= Supplied records =
[Start of Attachment]

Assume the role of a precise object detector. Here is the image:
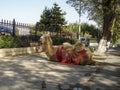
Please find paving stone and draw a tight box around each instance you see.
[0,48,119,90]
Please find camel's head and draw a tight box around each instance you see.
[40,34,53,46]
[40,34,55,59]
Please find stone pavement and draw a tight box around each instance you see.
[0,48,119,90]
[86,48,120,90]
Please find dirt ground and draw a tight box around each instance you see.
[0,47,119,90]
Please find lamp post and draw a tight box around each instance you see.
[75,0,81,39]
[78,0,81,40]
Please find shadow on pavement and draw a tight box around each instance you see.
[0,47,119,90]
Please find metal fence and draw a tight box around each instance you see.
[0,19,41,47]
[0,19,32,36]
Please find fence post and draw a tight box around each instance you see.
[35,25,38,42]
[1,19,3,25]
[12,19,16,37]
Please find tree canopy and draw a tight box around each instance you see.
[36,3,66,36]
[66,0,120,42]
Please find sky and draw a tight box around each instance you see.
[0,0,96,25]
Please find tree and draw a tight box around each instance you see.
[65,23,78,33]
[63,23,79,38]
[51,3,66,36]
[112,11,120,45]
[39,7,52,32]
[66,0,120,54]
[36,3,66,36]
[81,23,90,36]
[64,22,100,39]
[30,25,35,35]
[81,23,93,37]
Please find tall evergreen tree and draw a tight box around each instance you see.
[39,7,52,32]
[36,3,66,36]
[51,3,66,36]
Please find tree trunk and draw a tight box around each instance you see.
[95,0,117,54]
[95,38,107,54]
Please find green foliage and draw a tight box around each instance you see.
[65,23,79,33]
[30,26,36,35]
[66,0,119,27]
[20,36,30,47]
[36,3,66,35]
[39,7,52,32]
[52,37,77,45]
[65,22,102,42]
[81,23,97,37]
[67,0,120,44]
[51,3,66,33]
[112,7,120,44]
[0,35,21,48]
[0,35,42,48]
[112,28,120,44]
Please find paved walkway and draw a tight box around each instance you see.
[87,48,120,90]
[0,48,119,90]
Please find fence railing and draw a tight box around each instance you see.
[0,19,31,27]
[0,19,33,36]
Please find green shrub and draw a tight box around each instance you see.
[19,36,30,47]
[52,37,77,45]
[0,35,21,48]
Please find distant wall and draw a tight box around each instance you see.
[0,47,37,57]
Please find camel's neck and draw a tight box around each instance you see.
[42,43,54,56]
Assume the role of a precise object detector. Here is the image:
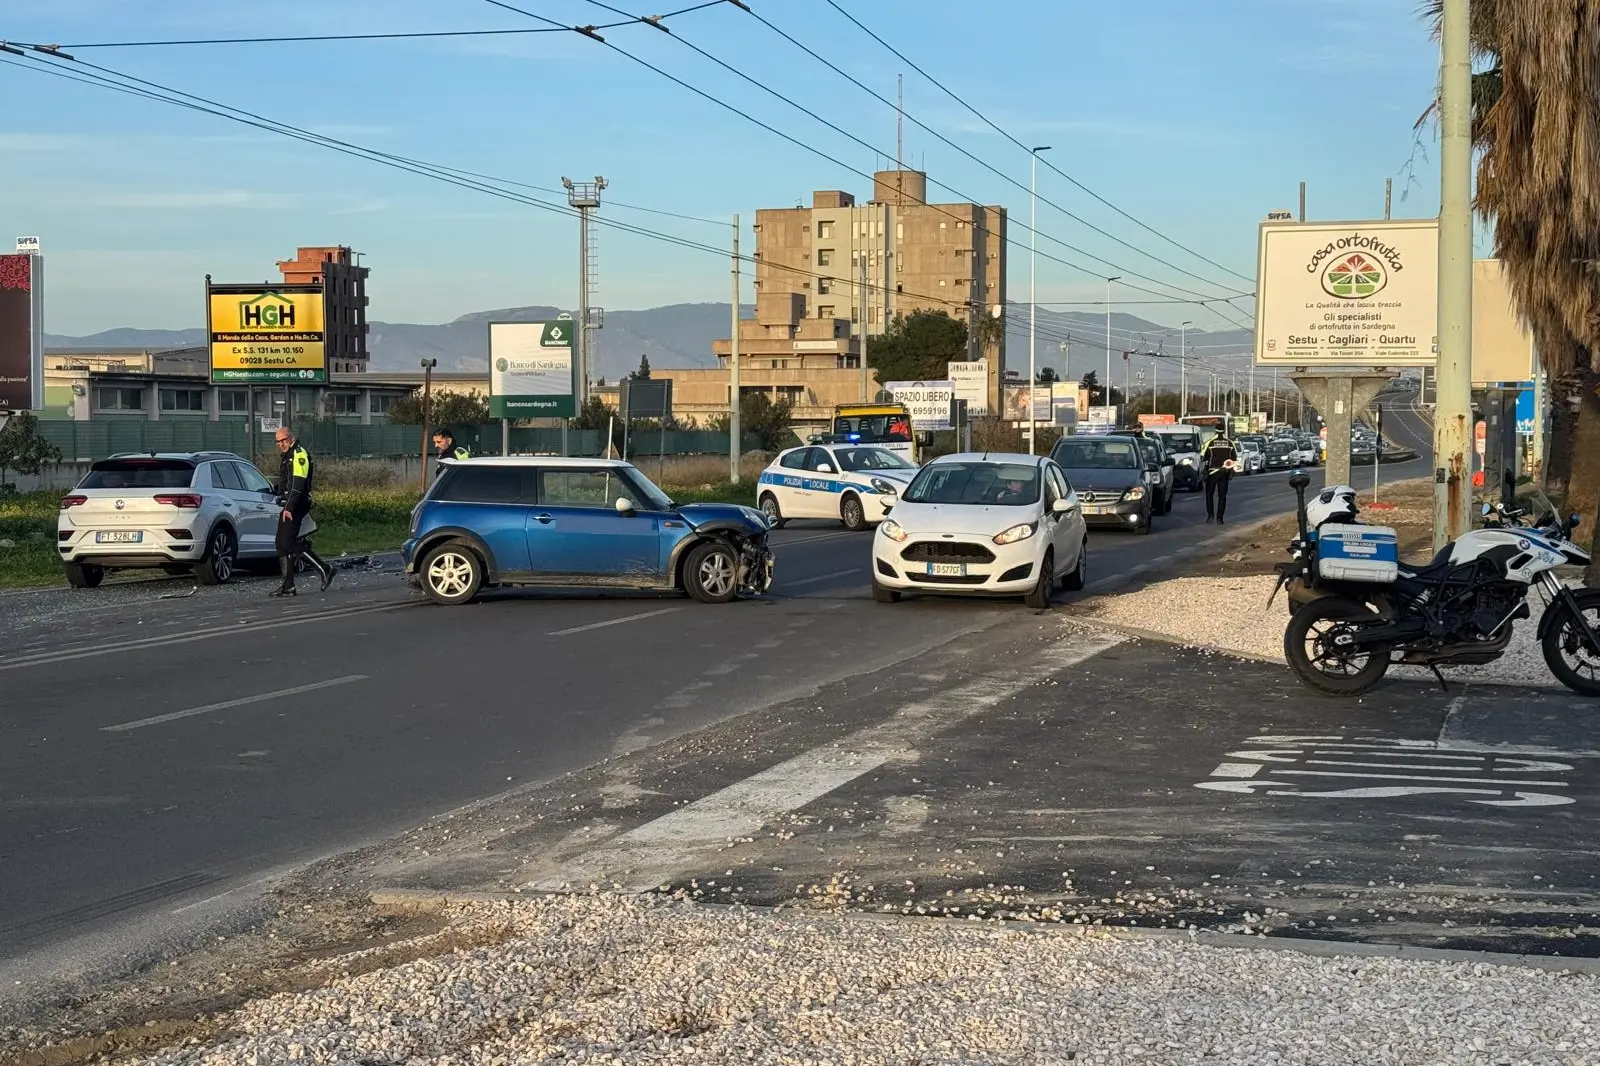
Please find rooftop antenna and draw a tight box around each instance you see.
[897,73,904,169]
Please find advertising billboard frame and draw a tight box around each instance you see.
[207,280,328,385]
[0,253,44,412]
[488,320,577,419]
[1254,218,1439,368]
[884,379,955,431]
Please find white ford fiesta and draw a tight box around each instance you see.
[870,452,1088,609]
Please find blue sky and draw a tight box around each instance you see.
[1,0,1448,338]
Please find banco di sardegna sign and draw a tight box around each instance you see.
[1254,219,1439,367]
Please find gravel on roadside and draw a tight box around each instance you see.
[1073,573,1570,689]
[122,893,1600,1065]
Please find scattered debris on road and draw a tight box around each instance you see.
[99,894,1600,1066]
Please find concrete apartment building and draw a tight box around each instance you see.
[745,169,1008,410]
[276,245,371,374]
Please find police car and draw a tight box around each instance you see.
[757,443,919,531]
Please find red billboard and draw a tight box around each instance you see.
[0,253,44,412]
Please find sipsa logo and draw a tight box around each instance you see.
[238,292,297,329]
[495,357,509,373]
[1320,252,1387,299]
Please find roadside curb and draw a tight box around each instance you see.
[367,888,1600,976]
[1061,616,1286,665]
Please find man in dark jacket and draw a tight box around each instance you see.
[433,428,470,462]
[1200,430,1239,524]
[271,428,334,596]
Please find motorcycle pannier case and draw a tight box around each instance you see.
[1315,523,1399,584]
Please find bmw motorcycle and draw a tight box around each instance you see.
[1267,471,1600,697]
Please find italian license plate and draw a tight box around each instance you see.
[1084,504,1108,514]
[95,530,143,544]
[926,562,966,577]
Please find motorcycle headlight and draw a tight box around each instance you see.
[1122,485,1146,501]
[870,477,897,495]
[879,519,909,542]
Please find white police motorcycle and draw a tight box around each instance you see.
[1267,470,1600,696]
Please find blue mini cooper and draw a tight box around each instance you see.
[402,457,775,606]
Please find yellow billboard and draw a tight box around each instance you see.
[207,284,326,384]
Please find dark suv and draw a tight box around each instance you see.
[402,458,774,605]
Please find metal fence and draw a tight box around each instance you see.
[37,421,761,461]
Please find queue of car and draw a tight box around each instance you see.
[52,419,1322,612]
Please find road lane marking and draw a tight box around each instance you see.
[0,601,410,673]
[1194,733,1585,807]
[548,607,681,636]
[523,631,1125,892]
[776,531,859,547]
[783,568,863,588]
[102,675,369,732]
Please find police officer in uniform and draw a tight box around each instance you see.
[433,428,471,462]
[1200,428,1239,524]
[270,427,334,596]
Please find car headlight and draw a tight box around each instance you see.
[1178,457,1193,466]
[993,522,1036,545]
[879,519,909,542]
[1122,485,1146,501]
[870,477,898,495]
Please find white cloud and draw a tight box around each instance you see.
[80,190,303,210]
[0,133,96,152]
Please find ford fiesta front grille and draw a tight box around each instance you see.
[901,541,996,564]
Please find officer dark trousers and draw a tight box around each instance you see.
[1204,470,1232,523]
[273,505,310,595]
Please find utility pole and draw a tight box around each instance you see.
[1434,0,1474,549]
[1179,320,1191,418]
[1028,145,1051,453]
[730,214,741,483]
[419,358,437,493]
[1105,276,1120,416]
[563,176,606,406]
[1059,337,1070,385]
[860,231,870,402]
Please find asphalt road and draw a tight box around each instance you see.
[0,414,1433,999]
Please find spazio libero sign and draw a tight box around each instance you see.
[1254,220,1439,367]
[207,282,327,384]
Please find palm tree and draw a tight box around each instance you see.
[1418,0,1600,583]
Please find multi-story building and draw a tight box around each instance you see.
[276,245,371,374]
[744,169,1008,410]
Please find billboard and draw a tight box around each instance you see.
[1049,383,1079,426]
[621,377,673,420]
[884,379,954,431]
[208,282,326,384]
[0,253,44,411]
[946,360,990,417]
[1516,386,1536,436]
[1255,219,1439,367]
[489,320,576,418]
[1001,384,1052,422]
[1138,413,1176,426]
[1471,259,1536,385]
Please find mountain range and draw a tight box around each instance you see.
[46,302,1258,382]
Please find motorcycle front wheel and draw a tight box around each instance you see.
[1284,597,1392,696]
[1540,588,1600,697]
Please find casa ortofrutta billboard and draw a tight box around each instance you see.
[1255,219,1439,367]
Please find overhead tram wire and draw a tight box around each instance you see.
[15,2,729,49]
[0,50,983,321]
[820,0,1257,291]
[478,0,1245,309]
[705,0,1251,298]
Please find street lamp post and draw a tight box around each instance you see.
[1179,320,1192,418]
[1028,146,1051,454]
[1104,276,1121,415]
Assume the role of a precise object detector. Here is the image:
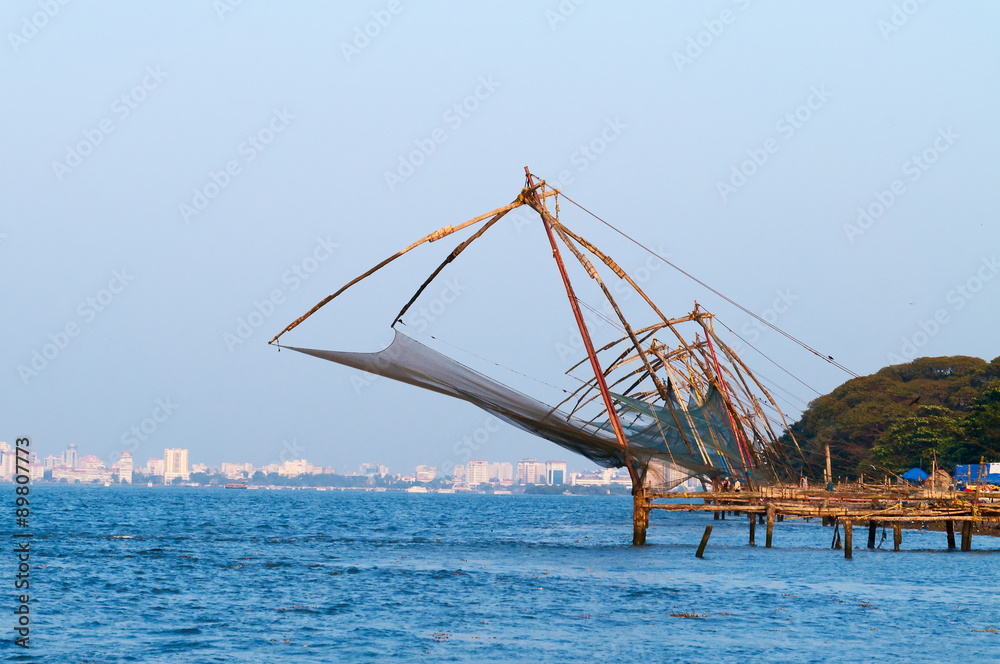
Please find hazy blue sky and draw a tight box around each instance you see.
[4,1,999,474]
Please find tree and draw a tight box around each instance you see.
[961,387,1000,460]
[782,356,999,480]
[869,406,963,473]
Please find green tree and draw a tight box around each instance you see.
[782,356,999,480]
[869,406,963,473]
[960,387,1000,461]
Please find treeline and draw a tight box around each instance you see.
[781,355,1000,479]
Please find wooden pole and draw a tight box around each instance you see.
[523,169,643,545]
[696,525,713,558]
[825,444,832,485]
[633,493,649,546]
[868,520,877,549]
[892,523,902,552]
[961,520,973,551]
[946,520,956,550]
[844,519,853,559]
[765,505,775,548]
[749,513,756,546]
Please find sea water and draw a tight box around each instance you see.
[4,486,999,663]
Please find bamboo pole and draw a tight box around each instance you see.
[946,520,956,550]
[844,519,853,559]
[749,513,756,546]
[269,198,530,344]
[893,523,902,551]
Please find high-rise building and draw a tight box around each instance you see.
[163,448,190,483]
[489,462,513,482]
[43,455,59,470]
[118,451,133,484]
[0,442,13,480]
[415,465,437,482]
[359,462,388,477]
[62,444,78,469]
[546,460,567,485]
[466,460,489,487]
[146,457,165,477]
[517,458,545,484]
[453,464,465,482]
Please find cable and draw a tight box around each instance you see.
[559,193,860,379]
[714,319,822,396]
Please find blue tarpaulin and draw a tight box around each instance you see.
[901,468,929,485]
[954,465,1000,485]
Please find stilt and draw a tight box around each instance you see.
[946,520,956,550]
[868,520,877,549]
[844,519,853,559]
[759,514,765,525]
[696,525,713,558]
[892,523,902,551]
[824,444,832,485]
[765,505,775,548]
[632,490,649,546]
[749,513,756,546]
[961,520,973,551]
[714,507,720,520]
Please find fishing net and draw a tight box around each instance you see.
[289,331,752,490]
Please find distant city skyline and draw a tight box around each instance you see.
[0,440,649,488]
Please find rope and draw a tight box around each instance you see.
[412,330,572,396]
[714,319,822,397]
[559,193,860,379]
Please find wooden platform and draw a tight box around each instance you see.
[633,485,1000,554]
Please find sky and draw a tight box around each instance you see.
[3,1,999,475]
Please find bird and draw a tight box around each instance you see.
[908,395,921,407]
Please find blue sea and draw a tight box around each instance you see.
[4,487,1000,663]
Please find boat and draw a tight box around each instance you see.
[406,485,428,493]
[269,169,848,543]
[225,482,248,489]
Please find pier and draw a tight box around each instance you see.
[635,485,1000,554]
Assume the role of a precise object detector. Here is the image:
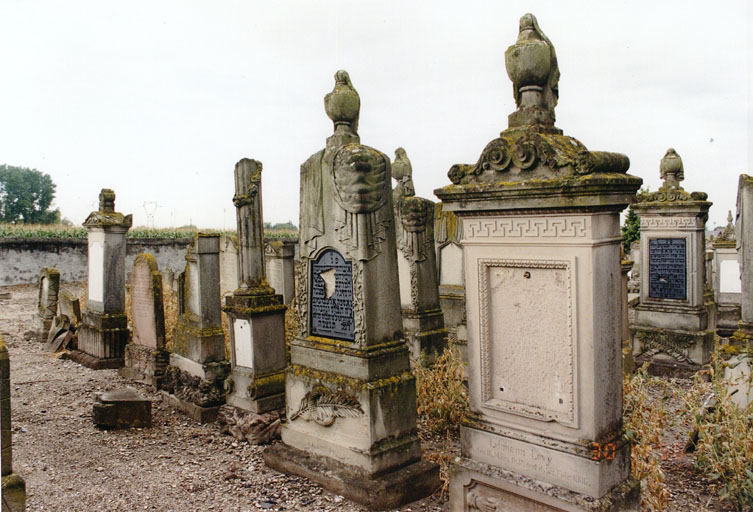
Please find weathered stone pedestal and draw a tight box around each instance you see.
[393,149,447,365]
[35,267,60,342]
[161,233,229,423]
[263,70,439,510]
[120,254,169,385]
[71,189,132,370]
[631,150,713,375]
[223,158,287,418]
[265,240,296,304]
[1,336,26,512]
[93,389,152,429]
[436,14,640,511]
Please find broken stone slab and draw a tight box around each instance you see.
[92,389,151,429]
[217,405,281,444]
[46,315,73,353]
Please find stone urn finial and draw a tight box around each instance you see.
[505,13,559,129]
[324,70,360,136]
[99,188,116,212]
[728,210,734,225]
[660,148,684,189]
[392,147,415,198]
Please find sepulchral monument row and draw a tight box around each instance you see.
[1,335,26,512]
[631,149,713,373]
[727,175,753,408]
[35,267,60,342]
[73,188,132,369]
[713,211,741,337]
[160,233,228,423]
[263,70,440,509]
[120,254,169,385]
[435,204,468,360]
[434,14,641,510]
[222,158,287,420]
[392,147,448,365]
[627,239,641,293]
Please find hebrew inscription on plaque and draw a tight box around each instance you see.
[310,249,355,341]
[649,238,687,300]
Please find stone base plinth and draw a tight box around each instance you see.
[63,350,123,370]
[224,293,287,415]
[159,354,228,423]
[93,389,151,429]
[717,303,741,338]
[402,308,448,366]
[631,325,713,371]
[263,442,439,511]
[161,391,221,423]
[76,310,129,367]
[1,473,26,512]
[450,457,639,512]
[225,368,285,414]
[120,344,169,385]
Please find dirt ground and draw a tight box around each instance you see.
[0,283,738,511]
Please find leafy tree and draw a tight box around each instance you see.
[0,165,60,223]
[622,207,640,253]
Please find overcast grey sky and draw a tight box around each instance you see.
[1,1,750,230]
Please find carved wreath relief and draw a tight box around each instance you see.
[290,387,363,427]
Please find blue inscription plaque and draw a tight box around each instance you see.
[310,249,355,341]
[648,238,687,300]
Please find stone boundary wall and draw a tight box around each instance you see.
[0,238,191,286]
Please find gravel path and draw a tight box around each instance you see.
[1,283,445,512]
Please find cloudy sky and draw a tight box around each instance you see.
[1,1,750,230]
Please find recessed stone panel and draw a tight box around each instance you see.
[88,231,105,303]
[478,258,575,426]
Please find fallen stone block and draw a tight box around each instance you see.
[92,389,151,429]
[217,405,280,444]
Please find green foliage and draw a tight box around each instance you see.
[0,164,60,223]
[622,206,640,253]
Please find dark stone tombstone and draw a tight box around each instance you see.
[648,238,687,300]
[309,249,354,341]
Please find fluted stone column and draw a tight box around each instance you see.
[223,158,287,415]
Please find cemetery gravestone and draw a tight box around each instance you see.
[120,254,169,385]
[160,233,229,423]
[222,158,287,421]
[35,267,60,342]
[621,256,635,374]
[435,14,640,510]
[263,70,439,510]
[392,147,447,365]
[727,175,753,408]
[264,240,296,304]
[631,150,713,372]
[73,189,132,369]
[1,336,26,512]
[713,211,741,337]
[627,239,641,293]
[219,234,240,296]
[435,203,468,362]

[End of Attachment]

= Your objective =
Retype, exactly as shown, the lines from the one with "Please find recessed" through the end of the records.

= Response area =
Please find recessed stone panel and draw a tight box around each instance you see.
[88,231,105,303]
[478,258,575,426]
Please find fallen stone block and draw a tight box around each instance you see.
[92,389,151,429]
[217,405,280,444]
Please find green foliage and draw a tight box around each instance you see.
[0,164,60,223]
[622,206,640,253]
Please find dark stone tombstone and draw a tight box around each instance you see.
[648,238,687,300]
[309,249,354,341]
Please find fluted stone column and draw a tight box around each instance you see.
[223,158,287,415]
Please find cemetery gravestone and draw a tight box around each instance you see.
[120,254,169,385]
[160,233,229,423]
[222,158,287,421]
[35,267,60,342]
[621,256,635,374]
[435,14,640,510]
[263,70,439,510]
[392,147,447,365]
[727,175,753,408]
[264,240,296,304]
[631,150,713,372]
[73,189,132,369]
[1,336,26,512]
[713,211,741,337]
[627,239,641,293]
[219,234,240,296]
[435,203,468,362]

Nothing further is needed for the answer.